* TASK BRIEF *
Reproduce verbatim the final portion of the material below, from the line containing "Each instance of the yellow" through its last line, and nothing else.
┌─ RECORD EXCERPTS
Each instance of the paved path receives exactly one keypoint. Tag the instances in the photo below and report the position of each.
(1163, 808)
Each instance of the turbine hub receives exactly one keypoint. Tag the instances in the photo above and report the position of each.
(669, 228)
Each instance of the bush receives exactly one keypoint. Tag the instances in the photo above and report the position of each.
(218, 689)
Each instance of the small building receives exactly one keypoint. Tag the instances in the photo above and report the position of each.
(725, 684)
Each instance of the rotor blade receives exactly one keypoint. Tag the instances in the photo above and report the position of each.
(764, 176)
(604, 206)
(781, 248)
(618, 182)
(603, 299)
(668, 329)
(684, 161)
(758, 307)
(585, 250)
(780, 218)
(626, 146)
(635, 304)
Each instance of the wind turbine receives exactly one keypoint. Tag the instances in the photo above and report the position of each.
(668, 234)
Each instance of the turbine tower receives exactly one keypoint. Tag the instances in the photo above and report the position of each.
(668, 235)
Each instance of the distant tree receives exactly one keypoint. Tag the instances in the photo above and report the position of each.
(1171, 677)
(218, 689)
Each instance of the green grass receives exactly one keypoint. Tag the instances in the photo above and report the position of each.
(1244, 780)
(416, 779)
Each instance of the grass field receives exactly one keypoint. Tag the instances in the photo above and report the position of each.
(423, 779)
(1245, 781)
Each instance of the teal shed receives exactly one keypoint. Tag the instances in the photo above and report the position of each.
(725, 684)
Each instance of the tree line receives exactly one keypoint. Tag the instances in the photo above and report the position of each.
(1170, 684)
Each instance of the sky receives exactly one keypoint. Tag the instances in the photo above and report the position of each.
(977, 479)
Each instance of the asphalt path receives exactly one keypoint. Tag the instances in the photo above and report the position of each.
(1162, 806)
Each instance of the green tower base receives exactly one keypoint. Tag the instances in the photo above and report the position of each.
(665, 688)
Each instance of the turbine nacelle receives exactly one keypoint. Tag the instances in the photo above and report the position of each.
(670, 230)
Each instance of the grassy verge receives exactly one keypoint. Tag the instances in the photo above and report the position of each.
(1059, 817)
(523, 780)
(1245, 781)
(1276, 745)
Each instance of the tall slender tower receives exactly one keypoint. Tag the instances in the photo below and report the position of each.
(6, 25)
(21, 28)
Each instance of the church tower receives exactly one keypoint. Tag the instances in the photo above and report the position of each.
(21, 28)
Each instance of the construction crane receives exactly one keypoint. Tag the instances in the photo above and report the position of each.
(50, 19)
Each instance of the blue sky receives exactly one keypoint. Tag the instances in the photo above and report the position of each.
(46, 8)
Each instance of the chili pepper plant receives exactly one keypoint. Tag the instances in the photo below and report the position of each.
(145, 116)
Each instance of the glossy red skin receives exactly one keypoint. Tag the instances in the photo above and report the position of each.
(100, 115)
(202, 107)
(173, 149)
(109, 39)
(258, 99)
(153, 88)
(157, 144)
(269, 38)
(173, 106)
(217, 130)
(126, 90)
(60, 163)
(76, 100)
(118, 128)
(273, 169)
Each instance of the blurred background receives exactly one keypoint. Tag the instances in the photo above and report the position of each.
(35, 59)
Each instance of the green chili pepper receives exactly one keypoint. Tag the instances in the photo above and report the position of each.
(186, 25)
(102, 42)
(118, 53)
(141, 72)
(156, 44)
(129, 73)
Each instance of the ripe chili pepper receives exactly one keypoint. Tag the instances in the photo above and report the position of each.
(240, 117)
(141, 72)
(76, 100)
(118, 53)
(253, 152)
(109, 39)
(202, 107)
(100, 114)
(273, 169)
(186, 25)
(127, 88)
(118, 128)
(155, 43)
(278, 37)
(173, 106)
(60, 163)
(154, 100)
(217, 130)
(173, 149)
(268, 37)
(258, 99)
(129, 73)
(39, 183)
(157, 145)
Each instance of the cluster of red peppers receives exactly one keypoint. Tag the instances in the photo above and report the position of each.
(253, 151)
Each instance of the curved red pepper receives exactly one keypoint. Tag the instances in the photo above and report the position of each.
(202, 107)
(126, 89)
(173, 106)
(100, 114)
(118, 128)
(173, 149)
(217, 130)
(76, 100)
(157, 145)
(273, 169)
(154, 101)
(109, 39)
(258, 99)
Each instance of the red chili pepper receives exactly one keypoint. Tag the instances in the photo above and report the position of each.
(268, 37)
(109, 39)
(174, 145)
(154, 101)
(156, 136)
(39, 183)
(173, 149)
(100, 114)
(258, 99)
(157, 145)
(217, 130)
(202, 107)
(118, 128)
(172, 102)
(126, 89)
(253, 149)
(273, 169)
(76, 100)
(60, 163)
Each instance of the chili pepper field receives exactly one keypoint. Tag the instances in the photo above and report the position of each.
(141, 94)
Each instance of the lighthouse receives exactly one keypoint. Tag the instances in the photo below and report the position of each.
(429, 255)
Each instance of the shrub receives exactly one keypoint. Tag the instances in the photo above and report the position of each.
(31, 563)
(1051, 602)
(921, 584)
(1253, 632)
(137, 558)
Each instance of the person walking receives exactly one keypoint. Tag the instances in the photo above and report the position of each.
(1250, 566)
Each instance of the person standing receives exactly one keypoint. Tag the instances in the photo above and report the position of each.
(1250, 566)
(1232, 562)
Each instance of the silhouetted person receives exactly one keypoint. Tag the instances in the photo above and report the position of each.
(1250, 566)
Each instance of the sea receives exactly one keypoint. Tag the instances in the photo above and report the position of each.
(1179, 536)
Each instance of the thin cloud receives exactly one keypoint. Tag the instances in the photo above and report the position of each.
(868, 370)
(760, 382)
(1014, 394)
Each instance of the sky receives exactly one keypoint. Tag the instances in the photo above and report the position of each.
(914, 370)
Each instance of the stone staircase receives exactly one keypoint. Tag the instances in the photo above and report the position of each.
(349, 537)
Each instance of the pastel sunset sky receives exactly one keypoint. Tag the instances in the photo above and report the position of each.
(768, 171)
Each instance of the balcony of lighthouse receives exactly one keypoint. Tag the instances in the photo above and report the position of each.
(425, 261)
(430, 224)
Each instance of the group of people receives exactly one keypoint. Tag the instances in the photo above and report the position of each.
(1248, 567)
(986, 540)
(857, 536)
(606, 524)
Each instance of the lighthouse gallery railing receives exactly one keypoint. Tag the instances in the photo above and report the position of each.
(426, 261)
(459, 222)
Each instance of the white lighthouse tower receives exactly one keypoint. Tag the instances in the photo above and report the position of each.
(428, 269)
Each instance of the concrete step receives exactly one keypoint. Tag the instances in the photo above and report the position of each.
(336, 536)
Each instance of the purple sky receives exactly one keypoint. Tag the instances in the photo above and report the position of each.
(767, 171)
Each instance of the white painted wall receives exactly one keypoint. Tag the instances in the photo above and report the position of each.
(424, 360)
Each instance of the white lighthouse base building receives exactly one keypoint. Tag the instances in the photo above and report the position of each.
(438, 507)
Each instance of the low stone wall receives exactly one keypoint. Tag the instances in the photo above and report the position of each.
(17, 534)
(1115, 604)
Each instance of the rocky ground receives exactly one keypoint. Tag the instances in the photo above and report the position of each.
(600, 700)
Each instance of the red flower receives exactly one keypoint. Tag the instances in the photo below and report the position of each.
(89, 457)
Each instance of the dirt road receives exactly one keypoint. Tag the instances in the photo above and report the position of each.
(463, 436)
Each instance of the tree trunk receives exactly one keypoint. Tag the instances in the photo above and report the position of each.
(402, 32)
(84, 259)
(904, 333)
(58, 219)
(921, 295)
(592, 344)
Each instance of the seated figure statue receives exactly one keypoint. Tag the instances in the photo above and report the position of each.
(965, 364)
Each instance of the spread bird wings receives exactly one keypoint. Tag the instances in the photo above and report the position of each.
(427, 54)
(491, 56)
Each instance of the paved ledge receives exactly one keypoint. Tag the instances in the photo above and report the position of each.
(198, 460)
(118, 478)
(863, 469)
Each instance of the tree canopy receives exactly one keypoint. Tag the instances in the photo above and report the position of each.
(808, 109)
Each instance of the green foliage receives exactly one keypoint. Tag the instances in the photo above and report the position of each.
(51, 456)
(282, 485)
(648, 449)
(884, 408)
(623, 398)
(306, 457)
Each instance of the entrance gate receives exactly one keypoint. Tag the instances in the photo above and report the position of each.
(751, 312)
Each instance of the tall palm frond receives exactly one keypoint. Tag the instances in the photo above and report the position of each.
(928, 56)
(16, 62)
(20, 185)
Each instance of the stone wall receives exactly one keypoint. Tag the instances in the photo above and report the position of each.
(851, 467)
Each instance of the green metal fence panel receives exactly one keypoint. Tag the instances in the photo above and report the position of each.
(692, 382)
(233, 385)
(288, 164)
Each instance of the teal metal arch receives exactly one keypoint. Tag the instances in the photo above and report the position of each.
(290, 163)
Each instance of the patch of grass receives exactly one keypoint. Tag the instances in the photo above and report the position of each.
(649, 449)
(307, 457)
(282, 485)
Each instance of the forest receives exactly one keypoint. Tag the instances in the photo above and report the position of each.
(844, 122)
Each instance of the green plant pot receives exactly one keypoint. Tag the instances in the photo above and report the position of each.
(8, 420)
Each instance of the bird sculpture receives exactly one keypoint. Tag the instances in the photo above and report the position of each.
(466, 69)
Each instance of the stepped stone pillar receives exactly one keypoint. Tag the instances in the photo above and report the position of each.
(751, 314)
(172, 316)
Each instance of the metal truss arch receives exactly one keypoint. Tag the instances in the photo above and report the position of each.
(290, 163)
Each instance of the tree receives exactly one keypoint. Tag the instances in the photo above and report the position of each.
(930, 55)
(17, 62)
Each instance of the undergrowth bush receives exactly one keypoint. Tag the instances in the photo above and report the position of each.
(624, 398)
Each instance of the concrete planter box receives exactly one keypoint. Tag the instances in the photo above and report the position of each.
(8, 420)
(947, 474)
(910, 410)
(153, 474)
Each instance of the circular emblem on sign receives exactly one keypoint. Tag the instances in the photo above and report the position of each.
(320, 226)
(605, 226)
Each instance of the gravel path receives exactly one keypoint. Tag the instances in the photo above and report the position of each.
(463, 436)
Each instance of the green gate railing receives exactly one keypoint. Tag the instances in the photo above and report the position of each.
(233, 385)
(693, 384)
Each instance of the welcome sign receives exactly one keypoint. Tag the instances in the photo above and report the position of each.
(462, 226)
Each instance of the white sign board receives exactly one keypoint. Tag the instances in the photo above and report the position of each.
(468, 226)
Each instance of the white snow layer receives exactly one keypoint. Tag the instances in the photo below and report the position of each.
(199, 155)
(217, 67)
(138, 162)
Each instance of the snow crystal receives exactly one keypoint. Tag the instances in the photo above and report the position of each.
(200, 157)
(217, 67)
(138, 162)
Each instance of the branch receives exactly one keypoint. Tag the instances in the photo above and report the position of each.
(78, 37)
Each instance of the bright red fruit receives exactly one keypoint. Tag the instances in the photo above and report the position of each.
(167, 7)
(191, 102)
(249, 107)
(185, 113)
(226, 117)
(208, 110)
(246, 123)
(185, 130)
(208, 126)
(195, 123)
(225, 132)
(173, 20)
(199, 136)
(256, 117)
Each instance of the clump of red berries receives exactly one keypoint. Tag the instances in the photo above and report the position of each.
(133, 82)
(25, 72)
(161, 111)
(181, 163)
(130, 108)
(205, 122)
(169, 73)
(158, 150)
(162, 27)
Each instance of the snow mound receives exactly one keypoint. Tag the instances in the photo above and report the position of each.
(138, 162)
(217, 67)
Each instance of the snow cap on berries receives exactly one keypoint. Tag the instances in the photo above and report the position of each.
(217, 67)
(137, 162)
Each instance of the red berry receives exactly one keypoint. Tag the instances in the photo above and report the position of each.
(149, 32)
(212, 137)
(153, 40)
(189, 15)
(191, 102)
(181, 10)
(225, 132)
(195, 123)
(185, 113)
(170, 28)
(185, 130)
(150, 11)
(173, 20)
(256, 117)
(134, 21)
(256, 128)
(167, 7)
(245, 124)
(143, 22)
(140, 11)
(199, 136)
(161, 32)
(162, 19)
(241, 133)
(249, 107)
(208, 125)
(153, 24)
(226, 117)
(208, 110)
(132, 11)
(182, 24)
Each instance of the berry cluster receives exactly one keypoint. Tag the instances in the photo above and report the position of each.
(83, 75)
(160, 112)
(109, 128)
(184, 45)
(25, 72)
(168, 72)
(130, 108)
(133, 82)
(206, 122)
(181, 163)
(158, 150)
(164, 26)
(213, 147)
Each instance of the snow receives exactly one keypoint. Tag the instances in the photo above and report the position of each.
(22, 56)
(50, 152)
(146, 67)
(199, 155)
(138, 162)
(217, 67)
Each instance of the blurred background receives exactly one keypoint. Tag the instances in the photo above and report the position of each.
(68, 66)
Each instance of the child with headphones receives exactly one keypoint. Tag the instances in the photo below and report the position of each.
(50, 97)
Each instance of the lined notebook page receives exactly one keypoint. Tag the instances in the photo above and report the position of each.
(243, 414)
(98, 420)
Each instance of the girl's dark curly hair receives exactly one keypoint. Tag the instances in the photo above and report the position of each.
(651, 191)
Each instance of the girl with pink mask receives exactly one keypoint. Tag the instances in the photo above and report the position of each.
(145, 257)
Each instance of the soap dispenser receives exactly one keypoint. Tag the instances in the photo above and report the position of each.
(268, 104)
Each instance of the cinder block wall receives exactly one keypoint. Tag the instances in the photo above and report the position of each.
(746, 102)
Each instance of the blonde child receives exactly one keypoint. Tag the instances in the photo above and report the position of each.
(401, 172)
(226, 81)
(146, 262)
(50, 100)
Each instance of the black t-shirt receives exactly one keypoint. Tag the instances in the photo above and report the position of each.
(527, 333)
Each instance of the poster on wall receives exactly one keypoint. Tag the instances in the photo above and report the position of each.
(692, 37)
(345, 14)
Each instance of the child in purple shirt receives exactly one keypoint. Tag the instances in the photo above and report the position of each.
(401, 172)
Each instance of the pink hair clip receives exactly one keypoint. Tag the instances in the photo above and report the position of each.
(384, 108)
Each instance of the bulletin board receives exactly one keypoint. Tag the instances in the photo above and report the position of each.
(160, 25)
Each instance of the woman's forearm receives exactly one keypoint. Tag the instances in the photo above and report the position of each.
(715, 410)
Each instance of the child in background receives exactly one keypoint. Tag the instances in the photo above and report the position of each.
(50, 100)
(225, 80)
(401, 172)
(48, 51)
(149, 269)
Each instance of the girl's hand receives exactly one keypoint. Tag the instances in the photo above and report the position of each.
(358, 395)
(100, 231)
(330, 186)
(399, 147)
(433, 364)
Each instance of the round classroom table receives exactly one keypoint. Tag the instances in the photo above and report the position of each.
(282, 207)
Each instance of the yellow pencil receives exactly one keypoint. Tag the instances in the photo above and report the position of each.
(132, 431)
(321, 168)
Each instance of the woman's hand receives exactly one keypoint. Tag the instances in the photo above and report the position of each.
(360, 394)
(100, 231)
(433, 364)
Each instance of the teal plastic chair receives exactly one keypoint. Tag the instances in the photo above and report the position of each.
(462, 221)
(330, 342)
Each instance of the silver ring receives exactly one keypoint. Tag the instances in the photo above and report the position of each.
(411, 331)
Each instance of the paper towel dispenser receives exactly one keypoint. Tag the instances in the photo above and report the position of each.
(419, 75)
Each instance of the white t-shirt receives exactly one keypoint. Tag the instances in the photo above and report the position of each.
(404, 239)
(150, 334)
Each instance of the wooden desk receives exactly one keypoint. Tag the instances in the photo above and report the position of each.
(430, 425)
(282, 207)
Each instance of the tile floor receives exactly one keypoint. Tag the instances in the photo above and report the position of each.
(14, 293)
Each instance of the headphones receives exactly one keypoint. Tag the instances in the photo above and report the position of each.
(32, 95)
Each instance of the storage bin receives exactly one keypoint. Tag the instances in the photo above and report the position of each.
└─
* REPLY *
Each instance of the yellow pencil receives exactly one keypoint. Tag the instances in the photo above and report the position of each.
(132, 431)
(321, 168)
Each instance of the woman's hand receives exactly one keypoint. Tag the instances in the photo above and report the position of each.
(360, 394)
(100, 231)
(433, 364)
Each instance of the teal plastic chair receives exactly one keypoint. Tag the instances in the photo above and report the position of each.
(462, 221)
(330, 342)
Each instance of the silver ring receives exactly one keypoint. Tag the instances in the photo above and report the position of each.
(411, 331)
Each instance of the paper towel dispenser receives exactly one keypoint. Tag the instances in the photo above and report the position of each.
(419, 75)
Each instance of the white t-shirt receives exactly one keypoint. Tag the instances in the photo above and report the position of each.
(404, 239)
(150, 334)
Each instance of the wooden desk receives exactly one keypoint. Tag the instances in the photo above and report the position of each.
(430, 425)
(282, 207)
Each instance of the tile floor receives exactly one keypoint. Tag the instances in the photo above and report the position of each.
(14, 293)
Each instance of the headphones receives exactly one keypoint. Tag the instances in the photo above and report the position of each.
(32, 95)
Each instance of the storage bin receives exactly one keypoint. Tag the instances in the photo above and report the position of each.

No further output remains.